- [The task]: Reproduce the passage of the health insurance article between "There has long" and "would be wrong.", inclusive, word for word.

There has long been a wide gap between the conservative view of “the insurance I want” versus “the insurance I want you to have.” You would think that some of the “free market” bastions in American media would institute “message-appropriate” forms of health insurance for their own employees, but you would be wrong.
I have made several inquiries regarding the health insurance benefits available to employees of Fox News, as an example of ideology versus practice. As far as I can determine, their employee plan is quite generic big-corporate stuff with some good employee options. I am willing to stand corrected, so please let me know if you have information contrary to mine. In the Fox News standard employee plan, you will likely find:
- Single male and single female employees pay exactly the same rates, and regardless of age. Families pay a bit more.
- Males are covered for pregnancy, females are covered for prostate problems. Birth control is covered for both men and women.
- Pre-existing conditions are covered at the same premium cost for all employees.
- There is a very high cap on benefits (if there is one at all).
- Fox News itself covers the larger part of the cost, but it also gets a large tax benefit for doing so.
This should not be “news.” This is “normal” for almost every sizable employer in the U.S., likely even places like Breitbart News and Newsmax. Yet all of these bullets except the last one are frequent targets of the conservative media when it comes to health insurance for people who aren’t privileged enough to be employed by them. Oh yes, the “talent” and the executives likely pay zero dollars for their health insurance.
The first three benefits are “normal” for a very good reason. The simpler and more universal the coverage, the cheaper it is to administer. More money goes to the actual provision of medical care and less to arm-wrestling by providers, employees and insurance companies over what is and is not covered. This arm-wrestling can be bad enough even with the best corporate plans, and those who have had the experience of a not-so-good plan come to know medical billing clerks, insurance company staff and collection agents intimately after a lot of time in telephone queues.
The magic of “slow pay”
One of the major cost-savings in Germany’s health insurance system, which resembles the U.S. system in many ways, is that insurance plans are very standardized and comprehensive among the insurers. Standard U.S. Medicare Part B supplemental policies are attempts down that road, where you can compare Insurer X’s plan to Insurer Y’s plans because they are forced to offer exactly the same coverage and plan terminology, but Germany does it across the board for all plans administered through employers. The goal of standardization is to turn the insurer into an efficient customer service provider rather than a “We won’t pay” barrier wall.
I once sat on a committee for an organization that was evaluating prospective health insurance carriers for its employees when one major insurer’s representative claimed they could save us a lot of money through their skill at “slow paying.” This is the strategy where the insurance company systematically throws up multiple obstacles to reimbursement to either the medical provider or the insured person until they just give up and pay up. We didn’t pick them.

- [Record extracts]:
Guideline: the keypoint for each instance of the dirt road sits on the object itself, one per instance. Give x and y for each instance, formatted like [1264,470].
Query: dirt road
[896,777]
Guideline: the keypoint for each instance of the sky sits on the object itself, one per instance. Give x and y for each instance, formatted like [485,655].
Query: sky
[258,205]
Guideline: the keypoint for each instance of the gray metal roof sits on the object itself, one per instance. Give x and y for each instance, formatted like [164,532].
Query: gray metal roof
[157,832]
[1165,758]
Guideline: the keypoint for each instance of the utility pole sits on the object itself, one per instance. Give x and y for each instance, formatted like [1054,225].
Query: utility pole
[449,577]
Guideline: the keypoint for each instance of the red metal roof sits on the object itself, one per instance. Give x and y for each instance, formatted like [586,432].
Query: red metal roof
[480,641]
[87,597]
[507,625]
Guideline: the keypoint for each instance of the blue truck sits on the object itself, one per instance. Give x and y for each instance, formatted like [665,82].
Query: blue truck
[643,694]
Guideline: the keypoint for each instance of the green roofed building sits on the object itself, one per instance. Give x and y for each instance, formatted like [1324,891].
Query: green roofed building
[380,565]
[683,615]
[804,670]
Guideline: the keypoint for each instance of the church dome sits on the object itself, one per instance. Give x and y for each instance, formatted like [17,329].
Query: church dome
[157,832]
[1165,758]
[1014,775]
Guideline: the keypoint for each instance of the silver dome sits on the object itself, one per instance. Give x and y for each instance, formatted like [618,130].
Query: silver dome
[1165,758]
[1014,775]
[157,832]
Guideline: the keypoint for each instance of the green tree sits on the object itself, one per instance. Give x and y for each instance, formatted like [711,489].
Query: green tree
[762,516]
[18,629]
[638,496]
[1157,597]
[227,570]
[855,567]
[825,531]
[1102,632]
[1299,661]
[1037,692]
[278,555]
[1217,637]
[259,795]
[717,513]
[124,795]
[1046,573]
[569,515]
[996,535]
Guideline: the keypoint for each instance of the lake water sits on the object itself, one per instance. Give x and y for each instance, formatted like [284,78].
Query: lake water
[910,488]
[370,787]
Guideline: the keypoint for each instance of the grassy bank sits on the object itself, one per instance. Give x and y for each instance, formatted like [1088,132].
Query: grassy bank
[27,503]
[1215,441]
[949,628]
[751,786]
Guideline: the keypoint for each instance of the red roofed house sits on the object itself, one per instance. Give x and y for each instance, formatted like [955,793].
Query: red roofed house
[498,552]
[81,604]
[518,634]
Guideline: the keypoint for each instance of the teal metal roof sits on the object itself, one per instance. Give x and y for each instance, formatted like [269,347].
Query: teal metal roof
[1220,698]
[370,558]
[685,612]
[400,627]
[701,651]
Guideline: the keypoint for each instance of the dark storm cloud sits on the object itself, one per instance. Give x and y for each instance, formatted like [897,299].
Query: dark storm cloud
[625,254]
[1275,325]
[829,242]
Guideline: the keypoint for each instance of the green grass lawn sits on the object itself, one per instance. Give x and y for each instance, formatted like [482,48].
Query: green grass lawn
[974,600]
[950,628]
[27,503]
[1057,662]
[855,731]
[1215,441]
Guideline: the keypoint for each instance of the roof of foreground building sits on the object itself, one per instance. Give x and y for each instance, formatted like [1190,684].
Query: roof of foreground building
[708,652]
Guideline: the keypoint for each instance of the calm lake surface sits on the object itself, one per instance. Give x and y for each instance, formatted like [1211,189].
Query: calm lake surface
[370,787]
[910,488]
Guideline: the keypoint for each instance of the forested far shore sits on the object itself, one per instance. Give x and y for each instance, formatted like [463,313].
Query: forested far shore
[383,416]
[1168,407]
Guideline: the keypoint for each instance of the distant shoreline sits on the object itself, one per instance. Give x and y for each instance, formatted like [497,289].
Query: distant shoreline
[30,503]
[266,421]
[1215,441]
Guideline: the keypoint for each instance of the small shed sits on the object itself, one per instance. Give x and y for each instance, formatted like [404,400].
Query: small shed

- [Your solution]:
There has long been a wide gap between the conservative view of “the insurance I want” versus “the insurance I want you to have.” You would think that some of the “free market” bastions in American media would institute “message-appropriate” forms of health insurance for their own employees, but you would be wrong.